Start of Text segment
Edwards Lifesciences Lifts 2026 Guidance to 9%–11% After 11% TAVR Growth
Edwards Lifesciences raised its full-year 2026 sales growth guidance to 9%–11% and adjusted EPS to $2.95–3.05 after reporting global TAVR growth of 11% and a slight gross margin dip to 78.2% due to currency and manufacturing costs. Leadership highlighted EARLY TAVR and seven-year PARTNER 3 data driving SAPIEN adoption and noted European share gains following a competitor’s exit.
1. Q1 Performance and Margin
Edwards reported global TAVR procedure growth of 11% in Q1 2026 and saw adjusted gross profit margin decline to 78.2% from 78.7% year-over-year due to currency headwinds and higher manufacturing expenses.
End of Text segment
Start of Excerpted data
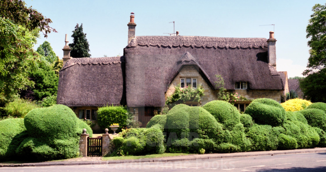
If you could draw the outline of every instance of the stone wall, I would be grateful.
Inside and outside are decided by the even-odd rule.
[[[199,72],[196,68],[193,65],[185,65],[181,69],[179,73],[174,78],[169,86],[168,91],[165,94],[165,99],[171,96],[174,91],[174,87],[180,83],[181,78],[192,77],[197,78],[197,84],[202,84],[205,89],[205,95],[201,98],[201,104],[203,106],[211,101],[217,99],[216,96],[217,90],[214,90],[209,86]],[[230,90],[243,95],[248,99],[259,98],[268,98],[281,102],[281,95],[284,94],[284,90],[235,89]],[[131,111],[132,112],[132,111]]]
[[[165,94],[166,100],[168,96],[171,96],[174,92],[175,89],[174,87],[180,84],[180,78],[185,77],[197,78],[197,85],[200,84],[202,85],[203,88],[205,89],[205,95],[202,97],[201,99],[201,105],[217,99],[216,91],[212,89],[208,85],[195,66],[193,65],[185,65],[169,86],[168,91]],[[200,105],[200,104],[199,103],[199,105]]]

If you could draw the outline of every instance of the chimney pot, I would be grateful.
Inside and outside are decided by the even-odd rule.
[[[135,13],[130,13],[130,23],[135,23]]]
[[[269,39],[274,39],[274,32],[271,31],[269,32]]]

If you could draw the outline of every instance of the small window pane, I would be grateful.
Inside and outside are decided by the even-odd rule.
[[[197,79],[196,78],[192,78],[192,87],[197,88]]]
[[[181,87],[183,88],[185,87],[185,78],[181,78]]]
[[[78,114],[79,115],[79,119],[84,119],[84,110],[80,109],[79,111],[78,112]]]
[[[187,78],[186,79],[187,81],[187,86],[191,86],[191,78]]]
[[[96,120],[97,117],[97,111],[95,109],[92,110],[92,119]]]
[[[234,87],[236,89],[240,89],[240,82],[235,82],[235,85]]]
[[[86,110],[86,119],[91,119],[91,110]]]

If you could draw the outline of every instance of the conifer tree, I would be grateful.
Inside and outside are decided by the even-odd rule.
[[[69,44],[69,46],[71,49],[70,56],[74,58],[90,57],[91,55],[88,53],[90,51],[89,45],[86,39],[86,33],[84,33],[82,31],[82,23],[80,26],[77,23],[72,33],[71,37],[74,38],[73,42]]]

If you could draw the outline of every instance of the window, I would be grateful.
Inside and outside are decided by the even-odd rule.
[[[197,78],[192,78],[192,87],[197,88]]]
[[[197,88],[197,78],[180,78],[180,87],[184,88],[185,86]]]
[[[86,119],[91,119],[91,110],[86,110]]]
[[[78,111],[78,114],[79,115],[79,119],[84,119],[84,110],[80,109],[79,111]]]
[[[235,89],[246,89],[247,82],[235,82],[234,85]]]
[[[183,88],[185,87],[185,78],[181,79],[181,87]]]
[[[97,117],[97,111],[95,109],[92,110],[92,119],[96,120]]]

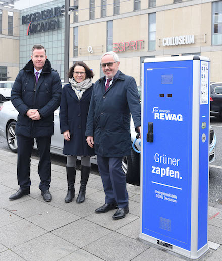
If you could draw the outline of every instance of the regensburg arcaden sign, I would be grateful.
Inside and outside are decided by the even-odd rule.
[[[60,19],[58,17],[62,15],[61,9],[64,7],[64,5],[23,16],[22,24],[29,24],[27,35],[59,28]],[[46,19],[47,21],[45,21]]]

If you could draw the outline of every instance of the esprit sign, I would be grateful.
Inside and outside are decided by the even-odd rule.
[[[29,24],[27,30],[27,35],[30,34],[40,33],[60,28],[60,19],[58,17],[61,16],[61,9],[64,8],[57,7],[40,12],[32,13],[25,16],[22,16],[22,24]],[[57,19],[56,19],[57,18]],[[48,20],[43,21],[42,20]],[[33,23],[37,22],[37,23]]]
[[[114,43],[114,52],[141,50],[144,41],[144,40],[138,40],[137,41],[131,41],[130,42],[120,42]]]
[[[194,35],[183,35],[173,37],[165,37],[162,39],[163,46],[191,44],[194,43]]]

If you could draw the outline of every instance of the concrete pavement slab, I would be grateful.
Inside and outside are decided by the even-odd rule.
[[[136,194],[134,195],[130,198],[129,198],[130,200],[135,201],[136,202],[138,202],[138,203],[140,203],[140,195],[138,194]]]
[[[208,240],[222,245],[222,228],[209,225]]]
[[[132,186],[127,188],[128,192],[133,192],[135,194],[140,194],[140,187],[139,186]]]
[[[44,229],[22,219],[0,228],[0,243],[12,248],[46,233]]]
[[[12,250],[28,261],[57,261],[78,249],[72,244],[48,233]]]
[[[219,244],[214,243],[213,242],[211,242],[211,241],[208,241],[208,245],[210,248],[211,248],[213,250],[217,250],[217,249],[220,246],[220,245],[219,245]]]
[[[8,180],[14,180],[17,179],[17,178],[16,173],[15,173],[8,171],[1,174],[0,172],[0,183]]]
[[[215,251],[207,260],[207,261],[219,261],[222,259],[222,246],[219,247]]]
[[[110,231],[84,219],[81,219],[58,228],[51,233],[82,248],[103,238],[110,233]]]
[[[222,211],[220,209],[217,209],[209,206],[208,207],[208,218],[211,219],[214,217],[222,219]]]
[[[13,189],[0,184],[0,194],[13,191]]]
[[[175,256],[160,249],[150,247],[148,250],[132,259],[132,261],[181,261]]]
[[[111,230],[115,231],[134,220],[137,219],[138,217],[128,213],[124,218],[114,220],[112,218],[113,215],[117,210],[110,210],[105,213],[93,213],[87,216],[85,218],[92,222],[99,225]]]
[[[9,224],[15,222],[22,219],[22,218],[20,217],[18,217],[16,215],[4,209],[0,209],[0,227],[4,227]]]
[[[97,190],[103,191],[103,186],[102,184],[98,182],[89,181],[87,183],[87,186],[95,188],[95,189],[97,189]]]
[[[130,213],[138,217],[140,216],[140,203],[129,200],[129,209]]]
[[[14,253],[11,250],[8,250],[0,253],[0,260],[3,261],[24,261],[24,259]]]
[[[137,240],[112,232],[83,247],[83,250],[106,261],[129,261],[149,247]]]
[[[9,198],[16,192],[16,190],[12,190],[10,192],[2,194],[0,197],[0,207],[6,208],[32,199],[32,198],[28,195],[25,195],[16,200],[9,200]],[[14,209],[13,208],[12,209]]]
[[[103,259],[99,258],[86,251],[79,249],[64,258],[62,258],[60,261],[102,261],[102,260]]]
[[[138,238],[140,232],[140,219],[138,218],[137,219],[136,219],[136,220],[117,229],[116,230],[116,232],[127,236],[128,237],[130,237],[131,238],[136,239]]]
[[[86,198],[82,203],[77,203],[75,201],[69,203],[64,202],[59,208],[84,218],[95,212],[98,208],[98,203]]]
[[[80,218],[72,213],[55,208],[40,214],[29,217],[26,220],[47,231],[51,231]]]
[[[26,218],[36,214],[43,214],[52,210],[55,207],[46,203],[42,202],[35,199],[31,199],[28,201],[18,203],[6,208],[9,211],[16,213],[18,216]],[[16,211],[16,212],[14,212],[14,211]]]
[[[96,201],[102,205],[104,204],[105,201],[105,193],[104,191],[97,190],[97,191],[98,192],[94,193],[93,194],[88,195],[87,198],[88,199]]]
End of Excerpted data
Start of Excerpted data
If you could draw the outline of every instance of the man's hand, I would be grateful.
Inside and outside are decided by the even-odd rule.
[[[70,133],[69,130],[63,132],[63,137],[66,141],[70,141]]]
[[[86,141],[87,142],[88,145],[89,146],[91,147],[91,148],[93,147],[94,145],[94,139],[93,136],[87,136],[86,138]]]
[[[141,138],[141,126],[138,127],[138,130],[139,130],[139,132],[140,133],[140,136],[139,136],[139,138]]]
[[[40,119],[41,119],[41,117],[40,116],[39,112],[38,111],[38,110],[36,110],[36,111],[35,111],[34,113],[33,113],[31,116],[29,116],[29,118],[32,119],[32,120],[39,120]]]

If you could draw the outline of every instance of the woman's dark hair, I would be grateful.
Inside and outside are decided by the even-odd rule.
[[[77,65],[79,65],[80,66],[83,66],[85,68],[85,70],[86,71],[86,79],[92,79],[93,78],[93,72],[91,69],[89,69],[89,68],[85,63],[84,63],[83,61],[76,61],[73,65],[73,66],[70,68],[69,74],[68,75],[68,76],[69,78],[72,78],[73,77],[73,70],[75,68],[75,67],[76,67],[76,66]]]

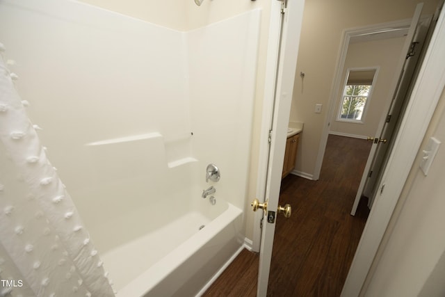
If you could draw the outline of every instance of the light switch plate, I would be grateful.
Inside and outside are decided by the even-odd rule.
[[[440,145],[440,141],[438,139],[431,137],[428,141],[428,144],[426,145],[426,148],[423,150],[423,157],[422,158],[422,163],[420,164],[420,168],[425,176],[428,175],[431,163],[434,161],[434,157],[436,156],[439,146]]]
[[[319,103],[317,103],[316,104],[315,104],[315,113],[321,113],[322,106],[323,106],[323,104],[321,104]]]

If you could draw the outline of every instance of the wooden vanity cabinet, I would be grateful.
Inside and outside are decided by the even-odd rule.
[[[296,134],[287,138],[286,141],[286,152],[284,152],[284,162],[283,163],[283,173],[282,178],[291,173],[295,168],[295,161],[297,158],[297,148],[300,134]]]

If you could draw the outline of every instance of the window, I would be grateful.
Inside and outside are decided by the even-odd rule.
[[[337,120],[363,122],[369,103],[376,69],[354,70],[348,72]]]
End of Excerpted data
- **Work instruction**: Quote everything from "Edwards Lifesciences Lifts" down to "a competitor’s exit." in the Edwards Lifesciences guidance text above, word for word.

- **Response**:
Edwards Lifesciences Lifts 2026 Guidance to 9%–11% After 11% TAVR Growth
Edwards Lifesciences raised its full-year 2026 sales growth guidance to 9%–11% and adjusted EPS to $2.95–3.05 after reporting global TAVR growth of 11% and a slight gross margin dip to 78.2% due to currency and manufacturing costs. Leadership highlighted EARLY TAVR and seven-year PARTNER 3 data driving SAPIEN adoption and noted European share gains following a competitor’s exit.